__EXERCISE PROMPT__: Which lines of the data below hold "water"? Copy each of them.

------ INFORMATION

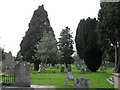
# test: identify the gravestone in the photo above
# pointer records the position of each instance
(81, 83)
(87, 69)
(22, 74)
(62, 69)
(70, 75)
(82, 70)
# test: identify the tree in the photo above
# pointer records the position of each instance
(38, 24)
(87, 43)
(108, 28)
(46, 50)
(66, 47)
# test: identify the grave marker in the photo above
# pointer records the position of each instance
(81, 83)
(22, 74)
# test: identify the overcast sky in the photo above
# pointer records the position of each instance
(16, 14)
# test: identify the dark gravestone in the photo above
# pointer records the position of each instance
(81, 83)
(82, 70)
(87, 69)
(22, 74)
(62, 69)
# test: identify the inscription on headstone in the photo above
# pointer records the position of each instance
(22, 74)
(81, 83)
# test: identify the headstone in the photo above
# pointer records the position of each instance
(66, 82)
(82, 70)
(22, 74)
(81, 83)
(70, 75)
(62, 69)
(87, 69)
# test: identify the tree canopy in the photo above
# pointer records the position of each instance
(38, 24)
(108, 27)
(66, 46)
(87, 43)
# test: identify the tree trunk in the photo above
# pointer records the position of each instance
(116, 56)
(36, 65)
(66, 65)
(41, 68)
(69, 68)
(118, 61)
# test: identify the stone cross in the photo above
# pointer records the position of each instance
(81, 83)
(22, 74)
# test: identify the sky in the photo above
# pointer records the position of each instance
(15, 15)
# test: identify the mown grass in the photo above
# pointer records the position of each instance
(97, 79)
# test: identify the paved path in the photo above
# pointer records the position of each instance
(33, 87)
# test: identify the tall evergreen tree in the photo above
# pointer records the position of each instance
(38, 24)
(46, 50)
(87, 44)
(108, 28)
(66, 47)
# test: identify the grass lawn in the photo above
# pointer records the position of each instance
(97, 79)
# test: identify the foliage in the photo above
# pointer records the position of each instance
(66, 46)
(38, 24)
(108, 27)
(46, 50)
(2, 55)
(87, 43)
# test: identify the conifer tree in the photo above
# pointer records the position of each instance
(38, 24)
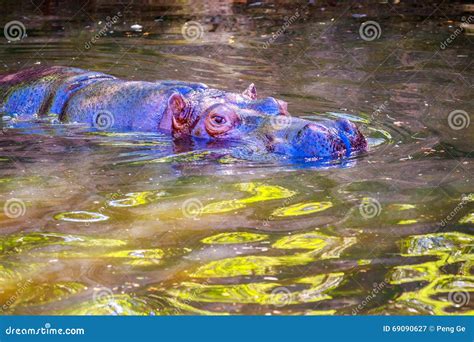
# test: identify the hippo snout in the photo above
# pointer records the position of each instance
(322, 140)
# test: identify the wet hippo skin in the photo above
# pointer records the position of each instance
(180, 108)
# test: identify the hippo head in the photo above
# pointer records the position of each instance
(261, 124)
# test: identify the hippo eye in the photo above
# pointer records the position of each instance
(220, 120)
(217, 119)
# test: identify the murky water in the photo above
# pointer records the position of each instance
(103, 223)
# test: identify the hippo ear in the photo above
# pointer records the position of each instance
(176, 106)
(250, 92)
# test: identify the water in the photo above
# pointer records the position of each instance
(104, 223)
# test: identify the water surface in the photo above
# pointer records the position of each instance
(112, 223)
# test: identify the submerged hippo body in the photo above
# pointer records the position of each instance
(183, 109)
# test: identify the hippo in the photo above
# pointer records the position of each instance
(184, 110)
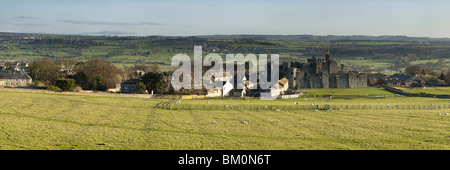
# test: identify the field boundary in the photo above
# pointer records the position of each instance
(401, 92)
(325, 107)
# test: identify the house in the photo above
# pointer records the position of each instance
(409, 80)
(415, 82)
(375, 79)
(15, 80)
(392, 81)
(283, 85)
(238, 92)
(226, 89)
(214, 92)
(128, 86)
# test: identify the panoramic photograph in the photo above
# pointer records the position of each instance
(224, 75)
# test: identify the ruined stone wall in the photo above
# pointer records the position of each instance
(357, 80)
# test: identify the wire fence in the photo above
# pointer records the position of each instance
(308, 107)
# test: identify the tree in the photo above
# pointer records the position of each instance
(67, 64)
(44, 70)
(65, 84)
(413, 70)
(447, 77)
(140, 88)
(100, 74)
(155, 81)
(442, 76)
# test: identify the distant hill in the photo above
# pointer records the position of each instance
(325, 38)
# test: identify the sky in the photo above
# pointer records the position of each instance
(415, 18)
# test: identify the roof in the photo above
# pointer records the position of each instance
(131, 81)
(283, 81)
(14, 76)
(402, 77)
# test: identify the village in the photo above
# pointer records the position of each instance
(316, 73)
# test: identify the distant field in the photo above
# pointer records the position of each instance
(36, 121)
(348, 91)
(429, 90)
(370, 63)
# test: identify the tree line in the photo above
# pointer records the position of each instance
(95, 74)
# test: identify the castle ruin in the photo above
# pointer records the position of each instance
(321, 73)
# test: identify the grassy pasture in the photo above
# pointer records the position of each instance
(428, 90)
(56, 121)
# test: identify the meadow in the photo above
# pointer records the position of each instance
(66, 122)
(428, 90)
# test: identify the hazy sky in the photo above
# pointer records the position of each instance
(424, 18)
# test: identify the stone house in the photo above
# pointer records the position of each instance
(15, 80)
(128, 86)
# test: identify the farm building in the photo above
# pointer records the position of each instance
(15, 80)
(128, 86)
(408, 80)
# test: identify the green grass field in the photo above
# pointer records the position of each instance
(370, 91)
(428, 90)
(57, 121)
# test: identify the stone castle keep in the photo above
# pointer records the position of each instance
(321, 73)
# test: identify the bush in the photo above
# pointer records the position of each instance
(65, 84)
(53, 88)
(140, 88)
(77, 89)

------------

__RESPONSE FOR THIS EXERCISE__:
# test: identify the murky water in the photo above
# test: identify the water in the photo above
# test: identify the water surface in the photo above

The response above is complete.